Exercise goal: Every entry should be given again exactly, with nothing dropped.

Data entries
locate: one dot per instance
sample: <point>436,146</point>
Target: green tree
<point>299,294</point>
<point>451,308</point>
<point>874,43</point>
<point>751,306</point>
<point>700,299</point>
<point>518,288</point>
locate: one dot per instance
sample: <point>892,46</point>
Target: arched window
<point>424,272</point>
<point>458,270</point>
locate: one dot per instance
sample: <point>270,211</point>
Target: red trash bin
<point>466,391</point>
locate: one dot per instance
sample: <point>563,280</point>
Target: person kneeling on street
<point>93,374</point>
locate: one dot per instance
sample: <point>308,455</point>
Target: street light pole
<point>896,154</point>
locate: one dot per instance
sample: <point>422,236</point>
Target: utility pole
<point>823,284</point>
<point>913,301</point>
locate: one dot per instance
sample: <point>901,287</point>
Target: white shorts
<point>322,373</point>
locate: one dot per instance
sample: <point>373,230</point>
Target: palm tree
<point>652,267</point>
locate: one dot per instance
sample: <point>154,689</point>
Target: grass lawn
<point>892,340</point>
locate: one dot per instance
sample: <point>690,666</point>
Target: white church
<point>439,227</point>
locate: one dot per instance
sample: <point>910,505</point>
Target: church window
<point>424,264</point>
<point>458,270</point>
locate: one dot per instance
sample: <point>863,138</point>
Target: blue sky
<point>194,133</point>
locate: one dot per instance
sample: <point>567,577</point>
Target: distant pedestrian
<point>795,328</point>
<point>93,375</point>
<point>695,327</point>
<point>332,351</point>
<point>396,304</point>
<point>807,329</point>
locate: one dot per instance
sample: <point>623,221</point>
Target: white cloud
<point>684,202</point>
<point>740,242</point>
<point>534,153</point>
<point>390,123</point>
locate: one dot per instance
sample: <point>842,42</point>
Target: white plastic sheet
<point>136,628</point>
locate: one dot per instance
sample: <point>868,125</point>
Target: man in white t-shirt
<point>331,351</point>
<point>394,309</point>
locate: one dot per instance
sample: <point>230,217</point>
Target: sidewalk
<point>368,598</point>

Expected answer:
locate: one dot per instance
sample: <point>436,146</point>
Target: green tree
<point>299,294</point>
<point>451,308</point>
<point>874,43</point>
<point>751,306</point>
<point>700,299</point>
<point>518,288</point>
locate: one dot per instance
sample: <point>892,46</point>
Target: arched window
<point>424,272</point>
<point>458,270</point>
locate: one dot per instance
sample: <point>270,211</point>
Target: red trash bin
<point>466,391</point>
locate: one dot per instance
sample: <point>563,280</point>
Target: person kneeling on street
<point>93,374</point>
locate: one dot per instance
sample: <point>308,455</point>
Target: street light pole
<point>896,154</point>
locate: one dot per instance
sample: <point>422,236</point>
Target: utility pole
<point>823,284</point>
<point>913,301</point>
locate: one dot per instance
sample: <point>901,287</point>
Target: white shorts
<point>322,373</point>
locate: one dot per instance
sample: <point>373,230</point>
Target: palm tree
<point>652,267</point>
locate: one dot per instance
sample: <point>154,689</point>
Target: grass lawn
<point>892,340</point>
locate: one dot per instance
sample: <point>690,666</point>
Target: white church
<point>439,227</point>
locate: one dot per instance
sample: <point>910,505</point>
Target: church window
<point>424,264</point>
<point>458,270</point>
locate: one dot per instance
sample: <point>863,138</point>
Target: blue sky
<point>194,133</point>
locate: one dot per instance
sample: <point>567,577</point>
Target: distant pedestrian
<point>795,328</point>
<point>93,375</point>
<point>695,327</point>
<point>332,351</point>
<point>396,304</point>
<point>807,329</point>
locate: one dot per instance
sample: <point>623,221</point>
Target: white cloud
<point>684,202</point>
<point>740,242</point>
<point>534,153</point>
<point>390,123</point>
locate: one dot per instance
sample: <point>842,42</point>
Target: white plastic sheet
<point>136,628</point>
locate: one dot per instance
sample: <point>868,125</point>
Target: man in white t-shirt
<point>331,351</point>
<point>394,309</point>
locate: one dot per instance
sample: <point>230,217</point>
Target: sidewalk
<point>368,598</point>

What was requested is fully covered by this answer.